Final Thoughts – Fall 2018

This season dragged on me a lot, and I attribute that mostly to the fact that I moved right at the end and it put me way behind schedule, but also because a number of shows looked like they were going to really go the distance and wound up with one big disappointment or another.

That’s not to say that there weren’t gems – in fact there were a few – but this was yet another season where my “Hall of Fame” looked woefully light. That being said, I’d really like to get this over with since I have other shows to finish and three more lists to make for the year, so as usual, let’s start with the stuff I skipped entirely:

* Tokyo Ghoul re: Second Season & Gurazeni Season 2 because I didn’t watch either of their previous seasons.

* Senran Kagura Shinovi Master because Senran Kagura as a property is built entirely on half-naked girls with big boobs and that’s not going to jive with me.

Wow, that’s really it? Fall was the beginning of a lot of shows that won’t be finished until sometime in 2019, so the other shows I skipped will appear next year on the Multi-Cour list. So, moving right along, from bottom to top…

DROPPED

* WORST OF THE SEASON: TIE

UZAMAID!, My Sister My Writer (1/10)

We did have multiple entries into the Hall of Shame this season, with not one but two shows being offensive enough that they landed a 1/10 score from me, for an easily identifiable and familiar reason: actively glorifying pedophilia! That was pretty much UZAMAID!’s biggest problem, but My Sister My Writer aged up the target character in exchange for recycling the plots of OreImo and Eromanga Sensei, with all of the bullshit and none of the production values. Happy Sugar Life has even further convinced me that there is absolutely no excuse for this garbage anymore.

* Conception (2/10)

A video game adaptation that strips away the actual gameplay elements and focuses entirely on the main character figuratively fucking a lot of fantasy women to make world-saving babies, and it doesn’t even have the courtesy to look like it cost more than $5 to make.

▸ **Stored records**:
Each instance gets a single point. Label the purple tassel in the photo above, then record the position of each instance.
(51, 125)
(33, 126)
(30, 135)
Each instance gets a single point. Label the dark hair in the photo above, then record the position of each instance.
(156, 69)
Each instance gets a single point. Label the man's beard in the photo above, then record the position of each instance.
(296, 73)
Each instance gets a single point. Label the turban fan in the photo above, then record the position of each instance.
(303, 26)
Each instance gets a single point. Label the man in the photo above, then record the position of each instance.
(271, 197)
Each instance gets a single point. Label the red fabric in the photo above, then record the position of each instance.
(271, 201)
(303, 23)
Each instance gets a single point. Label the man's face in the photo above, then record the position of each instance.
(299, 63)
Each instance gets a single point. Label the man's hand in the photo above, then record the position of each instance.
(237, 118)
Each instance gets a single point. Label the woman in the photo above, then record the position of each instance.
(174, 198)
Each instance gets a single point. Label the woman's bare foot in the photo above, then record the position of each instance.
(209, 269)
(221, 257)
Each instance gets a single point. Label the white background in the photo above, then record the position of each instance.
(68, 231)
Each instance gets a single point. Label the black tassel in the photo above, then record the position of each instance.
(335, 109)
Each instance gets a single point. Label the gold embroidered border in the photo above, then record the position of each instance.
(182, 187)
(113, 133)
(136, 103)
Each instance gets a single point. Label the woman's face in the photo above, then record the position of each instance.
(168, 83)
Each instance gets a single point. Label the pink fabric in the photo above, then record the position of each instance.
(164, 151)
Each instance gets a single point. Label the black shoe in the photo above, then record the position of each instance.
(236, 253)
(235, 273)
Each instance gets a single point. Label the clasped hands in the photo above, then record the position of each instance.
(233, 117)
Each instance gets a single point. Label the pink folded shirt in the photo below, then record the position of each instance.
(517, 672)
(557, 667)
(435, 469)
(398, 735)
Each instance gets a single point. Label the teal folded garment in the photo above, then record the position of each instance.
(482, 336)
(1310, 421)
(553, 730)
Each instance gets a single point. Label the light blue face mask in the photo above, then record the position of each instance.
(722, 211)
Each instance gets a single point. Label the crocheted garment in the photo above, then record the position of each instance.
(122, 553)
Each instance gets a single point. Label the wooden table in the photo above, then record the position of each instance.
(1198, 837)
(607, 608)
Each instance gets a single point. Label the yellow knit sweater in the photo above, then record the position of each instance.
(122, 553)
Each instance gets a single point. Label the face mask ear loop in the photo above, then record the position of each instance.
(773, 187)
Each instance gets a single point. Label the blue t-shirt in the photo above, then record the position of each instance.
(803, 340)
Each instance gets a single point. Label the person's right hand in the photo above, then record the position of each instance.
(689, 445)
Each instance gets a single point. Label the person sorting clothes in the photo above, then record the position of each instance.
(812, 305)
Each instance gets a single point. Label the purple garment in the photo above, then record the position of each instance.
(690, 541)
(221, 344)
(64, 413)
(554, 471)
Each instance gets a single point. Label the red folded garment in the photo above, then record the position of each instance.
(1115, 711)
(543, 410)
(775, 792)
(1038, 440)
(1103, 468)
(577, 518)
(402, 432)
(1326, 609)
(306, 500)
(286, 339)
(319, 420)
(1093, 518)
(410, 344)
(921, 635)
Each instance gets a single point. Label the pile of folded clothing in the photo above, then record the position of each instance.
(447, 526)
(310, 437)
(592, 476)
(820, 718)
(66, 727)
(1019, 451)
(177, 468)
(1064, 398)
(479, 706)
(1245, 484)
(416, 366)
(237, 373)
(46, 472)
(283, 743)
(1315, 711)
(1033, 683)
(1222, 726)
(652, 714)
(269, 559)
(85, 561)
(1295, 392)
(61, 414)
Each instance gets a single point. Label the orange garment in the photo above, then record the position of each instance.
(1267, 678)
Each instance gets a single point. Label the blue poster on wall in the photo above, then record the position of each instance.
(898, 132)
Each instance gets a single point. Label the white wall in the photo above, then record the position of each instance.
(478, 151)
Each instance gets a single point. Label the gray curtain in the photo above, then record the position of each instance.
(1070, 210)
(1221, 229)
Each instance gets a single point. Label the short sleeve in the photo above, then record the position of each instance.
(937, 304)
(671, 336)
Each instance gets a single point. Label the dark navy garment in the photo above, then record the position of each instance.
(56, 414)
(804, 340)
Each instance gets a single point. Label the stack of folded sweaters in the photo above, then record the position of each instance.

▸ **Problem set**:
1. Decide whether each statement agrees with the Fall 2018 review, answering yes or no and quoting the deciding words: (a) The writer skipped Tokyo Ghoul re: Second Season for not having seen its earlier seasons. (b) Conception received a score of 1/10. (c) The writer moved at the end of the season.
2. Swap "Hall of Shame" for "Hall of Infamy" in the Fall 2018 review, writing out the part starting at "Wow, that’s really" and ending at "this garbage anymore.".
The records play no part in the work here.

▸ **Worked solutions**:
1.
(a) Yes: "because I didn’t watch either of their previous seasons."
(b) No: "Conception (2/10)"
(c) Yes: "I moved right at the end"

2.
Wow, that’s really it? Fall was the beginning of a lot of shows that won’t be finished until sometime in 2019, so the other shows I skipped will appear next year on the Multi-Cour list. So, moving right along, from bottom to top…

DROPPED

* WORST OF THE SEASON: TIE

UZAMAID!, My Sister My Writer (1/10)

We did have multiple entries into the Hall of Infamy this season, with not one but two shows being offensive enough that they landed a 1/10 score from me, for an easily identifiable and familiar reason: actively glorifying pedophilia! That was pretty much UZAMAID!’s biggest problem, but My Sister My Writer aged up the target character in exchange for recycling the plots of OreImo and Eromanga Sensei, with all of the bullshit and none of the production values. Happy Sugar Life has even further convinced me that there is absolutely no excuse for this garbage anymore.